Bloco de texto >>
────────────────────────────────────────

Título: Aditivos viram regra em obras federais
Autor: Borges, André
Fonte: Valor Econômico, 06/07/2011, Política, p. A7

O poço sem fundo dos aditivos que turbinam o orçamento das obras de infraestrutura tem origem em um problema crônico: a péssima qualidade dos projetos básicos feitos para licitar essas obras. Seja de propósito ou não, o fato é que esses estudos, que são etapa obrigatória para que uma licitação seja lançada, costumam ser recheados com informações insuficientes e distorcidas, sem critérios técnicos aprofundados. O resultado disso é um esboço mal feito do que realmente será a obra e quanto custará. Só depois que a obra foi licitada é que, de fato, o "estudo executivo" detalha o projeto. Mas o estrago já estará feito.

Basicamente, é essa a estrutura por trás das denúncias de corrupção que tomaram conta da pasta dos Transportes. A principal queixa feita pela presidente Dilma Rousseff em sua reunião com a cúpula do setor, na semana passada, foi a enxurrada de aditivos lançados sobre os contratos de estradas e ferrovias.

A Comissão de Serviços de Infraestrutura do Senado levantou a execução orçamentária de 250 grandes obras realizadas no país. Os resultados revelaram que todas elas foram concluídas com um aumento de preço de pelo menos 45% em relação ao orçamento original. "Todos esses escândalos realmente começam com essa deficiência dos projetos básicos apresentados", diz a senadora Lúcia Vânia (PSDB-GO), que preside a comissão.

O Tribunal de Contas da União (TCU) já defendeu que se exija a elaboração do projeto executivo das obras antes da licitação. No Senado, está em tramitação um projeto de lei (PL 132) que trata justamente disso. O texto tem como relator o senador Eduardo Suplicy (PT-SP). O Valor apurou que, na segunda-feira, Suplicy chegou a procurar a ministra de Relações Institucionais, Ideli Salvatti (PT-SC), para pedir apoio à votação do PL, mas o governo sinalizou que não tem interesse de que o assunto seja levado adiante.

────────────────────────────────────────

Linhas da listagem >>
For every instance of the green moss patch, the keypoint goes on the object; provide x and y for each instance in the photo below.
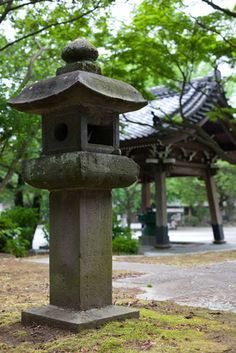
(163, 326)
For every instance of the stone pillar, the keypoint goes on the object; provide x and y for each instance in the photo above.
(146, 196)
(216, 218)
(162, 238)
(80, 164)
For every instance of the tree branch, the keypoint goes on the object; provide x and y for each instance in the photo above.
(30, 69)
(54, 24)
(6, 11)
(217, 7)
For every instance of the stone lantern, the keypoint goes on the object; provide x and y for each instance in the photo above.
(80, 164)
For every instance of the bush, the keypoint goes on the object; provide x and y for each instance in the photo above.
(17, 227)
(118, 229)
(124, 245)
(16, 246)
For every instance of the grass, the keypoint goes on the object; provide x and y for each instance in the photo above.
(183, 260)
(163, 327)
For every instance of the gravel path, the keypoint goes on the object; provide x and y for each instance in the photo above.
(210, 286)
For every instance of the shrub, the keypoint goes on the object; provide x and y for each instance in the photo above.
(118, 229)
(16, 246)
(124, 245)
(17, 227)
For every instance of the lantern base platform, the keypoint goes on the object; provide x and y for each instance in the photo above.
(76, 320)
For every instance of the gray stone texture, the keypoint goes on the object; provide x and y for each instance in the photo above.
(80, 249)
(78, 50)
(80, 164)
(74, 320)
(80, 170)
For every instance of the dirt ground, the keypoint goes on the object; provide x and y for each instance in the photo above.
(163, 326)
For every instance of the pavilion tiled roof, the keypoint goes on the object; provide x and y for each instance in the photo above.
(199, 98)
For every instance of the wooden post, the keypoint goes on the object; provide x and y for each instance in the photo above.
(162, 238)
(146, 196)
(216, 218)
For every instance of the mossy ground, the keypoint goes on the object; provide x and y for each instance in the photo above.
(183, 260)
(163, 326)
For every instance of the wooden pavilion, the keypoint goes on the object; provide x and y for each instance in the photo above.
(162, 149)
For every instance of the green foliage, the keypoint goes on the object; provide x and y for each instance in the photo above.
(117, 228)
(16, 246)
(122, 241)
(17, 226)
(46, 232)
(124, 245)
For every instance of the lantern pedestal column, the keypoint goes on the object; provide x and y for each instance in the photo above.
(80, 238)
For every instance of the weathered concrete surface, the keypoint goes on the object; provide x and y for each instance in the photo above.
(80, 255)
(78, 88)
(77, 321)
(80, 170)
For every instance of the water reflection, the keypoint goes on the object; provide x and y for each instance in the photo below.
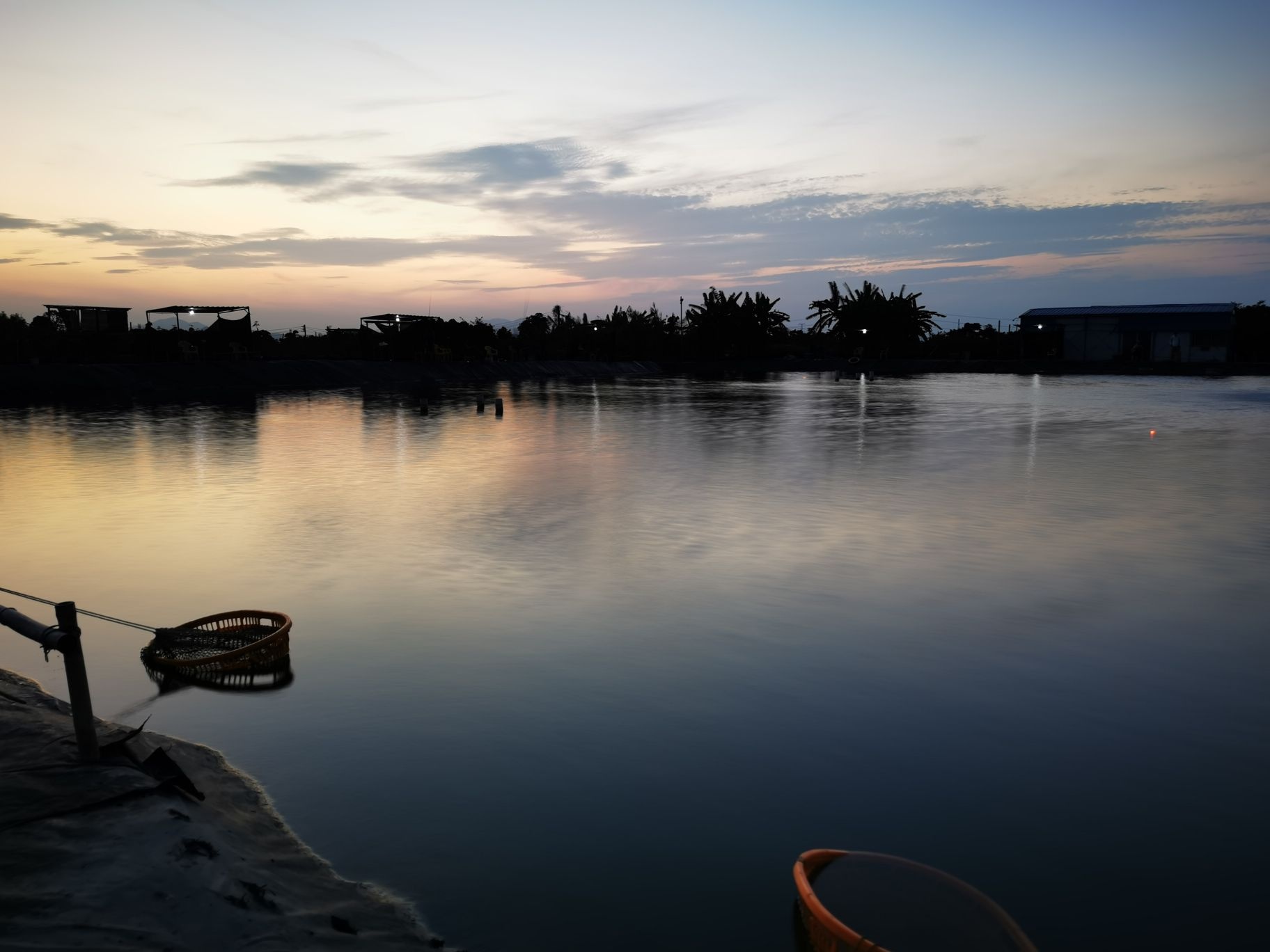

────────────────────────────────────────

Conjunto de tarefas >>
1. Indique se cada afirmação a seguir está de acordo com a matéria sobre aditivos em obras federais, respondendo sim ou não e citando literalmente as palavras do texto que decidem a questão: (a) a Comissão de Serviços de Infraestrutura do Senado levantou a execução orçamentária de 250 grandes obras; (b) o relator do PL 132 é a senadora Lúcia Vânia; (c) o governo sinalizou interesse em que o PL seja levado adiante.
2. Edite o trecho da listagem que vai da linha que contém "For every instance of the lantern base" até o final da listagem, ambas as extremidades incluídas, trocando "keypoint" por "marker" e mantendo todo o restante inalterado. Apresente somente esse trecho e omita as imagens.

Resultados esperados >>
1.
(a) Sim: "A Comissão de Serviços de Infraestrutura do Senado levantou a execução orçamentária de 250 grandes obras realizadas no país."
(b) Não: "O texto tem como relator o senador Eduardo Suplicy (PT-SP)."
(c) Não: "mas o governo sinalizou que não tem interesse de que o assunto seja levado adiante."

2.
For every instance of the lantern base platform, the marker goes on the object; provide x and y for each instance in the photo above.
(76, 320)
For every instance of the gray stone texture, the marker goes on the object; provide x and y for each instance in the photo above.
(80, 249)
(78, 50)
(80, 164)
(74, 320)
(80, 170)
For every instance of the dirt ground, the marker goes on the object; provide x and y for each instance in the photo above.
(163, 326)
For every instance of the pavilion tiled roof, the marker goes on the object; provide x and y for each instance in the photo above.
(199, 98)
For every instance of the wooden post, the marker goes on the object; provide x and y for each instance in the photo above.
(162, 238)
(146, 196)
(216, 218)
For every instance of the mossy ground, the marker goes on the object; provide x and y for each instance in the photo above.
(183, 260)
(163, 326)
For every instance of the wooden pavilion, the marker goes on the object; provide x and y for each instance in the photo above.
(162, 149)
For every instance of the green foliage, the marker goes on the object; provide x and y for each instance in the photo above.
(117, 228)
(16, 246)
(122, 241)
(17, 226)
(46, 232)
(124, 245)
For every instance of the lantern pedestal column, the marker goes on the object; provide x and y for each instance in the photo above.
(80, 238)
For every instance of the weathered concrete surface, the marker goes on the object; provide x and y for each instance in the photo above.
(80, 255)
(78, 88)
(77, 321)
(80, 170)
For every instance of the water reflection, the marker goes on the object; provide x and y for each instance in the photo below.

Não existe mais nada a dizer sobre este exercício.